> **Short exercise**
Reproduce each of the following items verbatim, preserving every line without alteration.

> **Records supplied**
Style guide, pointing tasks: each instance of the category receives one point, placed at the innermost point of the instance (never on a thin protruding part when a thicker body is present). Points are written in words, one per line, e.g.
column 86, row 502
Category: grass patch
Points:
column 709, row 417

> **Reply**
Style guide, pointing tasks: each instance of the category receives one point, placed at the innermost point of the instance (never on a thin protruding part when a thicker body is present). Points are written in words, one per line, e.g.
column 86, row 502
Category: grass patch
Points:
column 709, row 417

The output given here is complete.